### Assignment
Each entry that follows needs to be written out exactly, with nothing left out.

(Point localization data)
----------

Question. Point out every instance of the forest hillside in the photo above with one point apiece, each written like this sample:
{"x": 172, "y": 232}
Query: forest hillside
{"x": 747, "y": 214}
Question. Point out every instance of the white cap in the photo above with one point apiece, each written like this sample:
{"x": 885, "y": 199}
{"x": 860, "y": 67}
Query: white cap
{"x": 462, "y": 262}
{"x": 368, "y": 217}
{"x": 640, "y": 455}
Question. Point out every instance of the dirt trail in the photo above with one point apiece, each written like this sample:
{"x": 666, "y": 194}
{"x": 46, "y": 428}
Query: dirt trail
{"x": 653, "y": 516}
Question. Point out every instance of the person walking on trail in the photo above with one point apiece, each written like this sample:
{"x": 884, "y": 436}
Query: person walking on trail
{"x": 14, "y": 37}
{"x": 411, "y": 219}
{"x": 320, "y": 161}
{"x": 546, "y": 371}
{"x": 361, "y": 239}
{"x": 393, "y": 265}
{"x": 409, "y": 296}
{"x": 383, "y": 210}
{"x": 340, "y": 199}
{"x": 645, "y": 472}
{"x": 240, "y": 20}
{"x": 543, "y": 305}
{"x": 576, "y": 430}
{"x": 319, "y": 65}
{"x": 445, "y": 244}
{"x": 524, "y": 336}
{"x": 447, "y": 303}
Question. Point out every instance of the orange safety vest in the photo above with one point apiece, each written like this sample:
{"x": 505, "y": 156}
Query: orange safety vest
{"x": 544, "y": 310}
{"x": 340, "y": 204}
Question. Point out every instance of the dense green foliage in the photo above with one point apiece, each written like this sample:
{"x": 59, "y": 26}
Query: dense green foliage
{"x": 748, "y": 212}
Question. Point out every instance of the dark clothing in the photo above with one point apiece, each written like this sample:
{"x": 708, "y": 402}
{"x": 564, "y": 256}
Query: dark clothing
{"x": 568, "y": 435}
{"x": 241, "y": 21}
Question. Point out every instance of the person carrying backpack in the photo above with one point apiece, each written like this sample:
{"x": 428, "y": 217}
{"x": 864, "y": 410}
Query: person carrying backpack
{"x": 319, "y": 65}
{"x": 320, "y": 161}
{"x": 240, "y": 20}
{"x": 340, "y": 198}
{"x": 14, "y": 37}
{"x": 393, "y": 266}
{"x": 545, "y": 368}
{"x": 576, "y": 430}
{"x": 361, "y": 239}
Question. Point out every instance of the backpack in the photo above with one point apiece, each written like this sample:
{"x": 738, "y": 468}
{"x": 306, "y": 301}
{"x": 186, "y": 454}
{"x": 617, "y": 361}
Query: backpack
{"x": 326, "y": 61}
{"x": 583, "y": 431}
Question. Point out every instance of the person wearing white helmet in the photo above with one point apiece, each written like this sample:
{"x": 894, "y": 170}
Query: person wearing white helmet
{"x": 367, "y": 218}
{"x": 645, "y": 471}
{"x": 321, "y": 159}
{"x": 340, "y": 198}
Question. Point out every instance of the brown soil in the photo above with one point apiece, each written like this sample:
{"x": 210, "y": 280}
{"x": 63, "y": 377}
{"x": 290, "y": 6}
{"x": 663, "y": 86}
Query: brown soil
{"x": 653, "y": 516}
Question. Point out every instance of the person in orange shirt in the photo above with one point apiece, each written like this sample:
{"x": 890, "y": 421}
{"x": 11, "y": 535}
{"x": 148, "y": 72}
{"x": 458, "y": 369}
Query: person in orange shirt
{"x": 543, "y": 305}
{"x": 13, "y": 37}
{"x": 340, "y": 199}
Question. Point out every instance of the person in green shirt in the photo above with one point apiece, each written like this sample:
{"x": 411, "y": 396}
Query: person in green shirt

----------

### The answer
Question. Point out every instance of the forest hillside in the photo above with one point apiece, each written like this sample:
{"x": 172, "y": 232}
Query: forest hillside
{"x": 747, "y": 214}
Question. Point out every instance of the white cap in the photo above with one point apiece, each written like this sample:
{"x": 885, "y": 199}
{"x": 860, "y": 67}
Query: white cap
{"x": 462, "y": 262}
{"x": 368, "y": 217}
{"x": 640, "y": 455}
Question. Point out every instance of the dirt trail in the photo above with one point apiece, each written like this sample:
{"x": 666, "y": 194}
{"x": 46, "y": 428}
Query: dirt trail
{"x": 653, "y": 516}
Question. Point out every instance of the person walking on trail in the photo above with one point apiece, each written like this sample:
{"x": 884, "y": 436}
Query: person walking on trail
{"x": 14, "y": 37}
{"x": 411, "y": 219}
{"x": 320, "y": 161}
{"x": 546, "y": 371}
{"x": 361, "y": 239}
{"x": 393, "y": 265}
{"x": 409, "y": 296}
{"x": 383, "y": 210}
{"x": 340, "y": 199}
{"x": 645, "y": 472}
{"x": 240, "y": 20}
{"x": 543, "y": 305}
{"x": 576, "y": 430}
{"x": 319, "y": 65}
{"x": 445, "y": 244}
{"x": 524, "y": 336}
{"x": 447, "y": 303}
Question. Point out every instance of the orange safety vest in the photo above with one point apiece, each written like this sample:
{"x": 505, "y": 156}
Query: orange safety vest
{"x": 544, "y": 310}
{"x": 340, "y": 204}
Question. Point out every instance of the dense green foliage in the photo above with one point apiece, each written like this sample:
{"x": 59, "y": 26}
Query: dense green foliage
{"x": 748, "y": 212}
Question. Point out every instance of the dark clothing in the photo above with one point apiece, each written like this sample:
{"x": 708, "y": 402}
{"x": 564, "y": 256}
Query: dark clothing
{"x": 568, "y": 435}
{"x": 241, "y": 21}
Question. Point out every instance of the person carrying backpack in the photo above with one point apiece, each written like this sample:
{"x": 428, "y": 217}
{"x": 864, "y": 410}
Query: person carrying backpack
{"x": 319, "y": 65}
{"x": 320, "y": 161}
{"x": 240, "y": 20}
{"x": 340, "y": 198}
{"x": 14, "y": 37}
{"x": 393, "y": 266}
{"x": 545, "y": 368}
{"x": 576, "y": 430}
{"x": 361, "y": 239}
Question. Point out every instance of the backpack in the photo above with one point apiece, each written like this sample:
{"x": 738, "y": 468}
{"x": 306, "y": 301}
{"x": 186, "y": 454}
{"x": 617, "y": 361}
Query: backpack
{"x": 326, "y": 61}
{"x": 583, "y": 431}
Question. Point out every instance of the person wearing white helmet in the photo above with one point apiece, each written like this sample:
{"x": 894, "y": 170}
Query: person wearing white helmet
{"x": 367, "y": 218}
{"x": 645, "y": 471}
{"x": 321, "y": 159}
{"x": 340, "y": 198}
Question. Point out every instance of the brown soil in the photo above with one point apiece, each written like this sample:
{"x": 210, "y": 280}
{"x": 63, "y": 377}
{"x": 290, "y": 6}
{"x": 663, "y": 86}
Query: brown soil
{"x": 653, "y": 516}
Question. Point out every instance of the person in orange shirt in the photo above with one point apiece, each written like this sample:
{"x": 890, "y": 421}
{"x": 11, "y": 535}
{"x": 148, "y": 72}
{"x": 458, "y": 369}
Query: person in orange shirt
{"x": 543, "y": 305}
{"x": 13, "y": 37}
{"x": 340, "y": 199}
Question. Point out every instance of the person in green shirt in the photo above with one point apiece, each written like this sample:
{"x": 411, "y": 396}
Query: person in green shirt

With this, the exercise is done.